══ Recorded information ══

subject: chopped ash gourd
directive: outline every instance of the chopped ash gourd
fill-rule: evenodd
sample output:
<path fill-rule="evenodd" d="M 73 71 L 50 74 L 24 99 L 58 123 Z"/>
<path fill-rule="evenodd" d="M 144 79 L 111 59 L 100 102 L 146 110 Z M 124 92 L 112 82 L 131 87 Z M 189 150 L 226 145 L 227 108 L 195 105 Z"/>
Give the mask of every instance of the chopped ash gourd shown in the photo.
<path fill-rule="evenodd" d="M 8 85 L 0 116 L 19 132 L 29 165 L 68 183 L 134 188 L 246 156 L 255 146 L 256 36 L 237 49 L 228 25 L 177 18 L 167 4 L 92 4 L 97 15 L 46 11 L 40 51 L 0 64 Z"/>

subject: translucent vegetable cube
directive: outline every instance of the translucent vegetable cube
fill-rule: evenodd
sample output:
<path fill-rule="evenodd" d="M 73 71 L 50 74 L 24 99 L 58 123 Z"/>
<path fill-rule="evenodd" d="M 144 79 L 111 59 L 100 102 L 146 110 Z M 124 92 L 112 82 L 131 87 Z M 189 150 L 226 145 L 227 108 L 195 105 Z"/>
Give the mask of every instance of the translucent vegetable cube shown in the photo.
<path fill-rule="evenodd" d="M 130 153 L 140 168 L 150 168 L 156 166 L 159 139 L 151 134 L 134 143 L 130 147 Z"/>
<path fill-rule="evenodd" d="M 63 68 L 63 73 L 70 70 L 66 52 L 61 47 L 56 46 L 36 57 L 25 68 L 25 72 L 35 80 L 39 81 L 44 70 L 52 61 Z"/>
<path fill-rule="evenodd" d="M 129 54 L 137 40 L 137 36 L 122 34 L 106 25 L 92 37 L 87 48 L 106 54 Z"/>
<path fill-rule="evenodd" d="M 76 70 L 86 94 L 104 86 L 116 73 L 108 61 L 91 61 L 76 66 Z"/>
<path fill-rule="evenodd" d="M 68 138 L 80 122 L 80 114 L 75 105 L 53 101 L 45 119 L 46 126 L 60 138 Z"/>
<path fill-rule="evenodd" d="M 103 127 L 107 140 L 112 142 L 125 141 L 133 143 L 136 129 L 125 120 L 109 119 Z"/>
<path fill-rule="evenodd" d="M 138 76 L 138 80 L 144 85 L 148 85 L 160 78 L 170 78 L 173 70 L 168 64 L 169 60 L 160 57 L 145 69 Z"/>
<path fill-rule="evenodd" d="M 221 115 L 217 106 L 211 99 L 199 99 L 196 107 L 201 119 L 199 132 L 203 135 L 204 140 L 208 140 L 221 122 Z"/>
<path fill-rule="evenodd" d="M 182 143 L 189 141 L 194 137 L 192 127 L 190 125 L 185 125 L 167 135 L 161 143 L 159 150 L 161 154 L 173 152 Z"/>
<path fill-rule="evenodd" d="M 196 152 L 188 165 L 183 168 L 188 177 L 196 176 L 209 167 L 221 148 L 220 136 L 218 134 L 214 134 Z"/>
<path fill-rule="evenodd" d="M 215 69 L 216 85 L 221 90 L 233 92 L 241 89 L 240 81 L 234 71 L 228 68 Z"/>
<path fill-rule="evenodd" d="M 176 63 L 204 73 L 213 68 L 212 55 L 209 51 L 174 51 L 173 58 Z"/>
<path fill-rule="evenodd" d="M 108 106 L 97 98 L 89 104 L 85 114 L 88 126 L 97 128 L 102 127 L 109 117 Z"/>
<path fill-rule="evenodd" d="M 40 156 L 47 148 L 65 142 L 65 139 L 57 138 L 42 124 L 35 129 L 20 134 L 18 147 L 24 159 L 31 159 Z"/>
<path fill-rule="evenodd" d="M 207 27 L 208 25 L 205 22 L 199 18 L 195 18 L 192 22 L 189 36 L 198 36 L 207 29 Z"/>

═══

Return every line of the rows above unchanged, character for character.

subject: chopped ash gourd
directive: outline every instance of the chopped ash gourd
fill-rule: evenodd
sample output:
<path fill-rule="evenodd" d="M 73 71 L 50 74 L 24 99 L 58 123 Z"/>
<path fill-rule="evenodd" d="M 144 79 L 111 59 L 100 102 L 146 110 Z M 124 92 L 112 82 L 131 87 Z M 189 150 L 226 145 L 227 108 L 195 105 Z"/>
Give the mask of every instance of the chopped ash gourd shown in the photo.
<path fill-rule="evenodd" d="M 8 85 L 0 116 L 19 132 L 29 165 L 68 183 L 134 188 L 246 156 L 255 146 L 256 36 L 237 49 L 228 25 L 177 18 L 167 4 L 92 4 L 97 15 L 46 11 L 40 51 L 0 64 Z"/>

subject: translucent vegetable cube
directive: outline every instance of the translucent vegetable cube
fill-rule: evenodd
sample output:
<path fill-rule="evenodd" d="M 73 71 L 50 74 L 24 99 L 58 123 Z"/>
<path fill-rule="evenodd" d="M 144 79 L 111 59 L 100 102 L 146 110 Z M 124 92 L 112 82 L 131 87 Z M 189 150 L 226 145 L 227 108 L 195 105 Z"/>
Give the mask of every instance of the translucent vegetable cube shown in the photo.
<path fill-rule="evenodd" d="M 130 153 L 140 168 L 150 168 L 156 166 L 159 139 L 151 134 L 134 143 L 130 147 Z"/>
<path fill-rule="evenodd" d="M 63 68 L 63 73 L 70 70 L 66 52 L 61 47 L 56 46 L 36 57 L 25 68 L 25 72 L 35 80 L 39 81 L 44 70 L 52 61 Z"/>
<path fill-rule="evenodd" d="M 129 54 L 137 40 L 137 36 L 122 34 L 106 25 L 92 37 L 87 48 L 106 54 Z"/>
<path fill-rule="evenodd" d="M 76 70 L 86 94 L 104 86 L 116 73 L 108 61 L 91 61 L 76 66 Z"/>
<path fill-rule="evenodd" d="M 68 138 L 80 122 L 80 114 L 75 105 L 53 101 L 45 119 L 46 126 L 60 138 Z"/>
<path fill-rule="evenodd" d="M 103 127 L 107 140 L 112 142 L 125 141 L 133 143 L 136 129 L 125 120 L 109 119 Z"/>
<path fill-rule="evenodd" d="M 138 76 L 138 80 L 144 85 L 148 85 L 160 78 L 170 78 L 173 70 L 168 64 L 169 60 L 160 57 L 145 69 Z"/>
<path fill-rule="evenodd" d="M 221 115 L 217 106 L 211 99 L 199 99 L 196 107 L 201 119 L 199 132 L 203 135 L 204 140 L 208 140 L 221 122 Z"/>
<path fill-rule="evenodd" d="M 182 143 L 189 141 L 194 137 L 192 127 L 190 125 L 185 125 L 167 135 L 161 143 L 159 150 L 161 154 L 173 152 Z"/>
<path fill-rule="evenodd" d="M 196 152 L 188 165 L 183 168 L 188 177 L 196 176 L 209 167 L 221 148 L 220 136 L 218 134 L 214 134 Z"/>
<path fill-rule="evenodd" d="M 215 69 L 216 85 L 221 90 L 233 92 L 241 89 L 240 81 L 234 71 L 228 68 Z"/>
<path fill-rule="evenodd" d="M 176 63 L 204 73 L 213 68 L 212 55 L 209 51 L 174 51 L 173 58 Z"/>
<path fill-rule="evenodd" d="M 108 106 L 97 98 L 89 104 L 85 114 L 88 126 L 97 128 L 102 127 L 109 117 Z"/>
<path fill-rule="evenodd" d="M 40 156 L 47 148 L 65 142 L 65 139 L 57 138 L 42 124 L 35 129 L 20 134 L 18 147 L 24 159 L 31 159 Z"/>
<path fill-rule="evenodd" d="M 207 27 L 208 25 L 205 22 L 199 18 L 195 18 L 192 22 L 189 36 L 198 36 L 207 29 Z"/>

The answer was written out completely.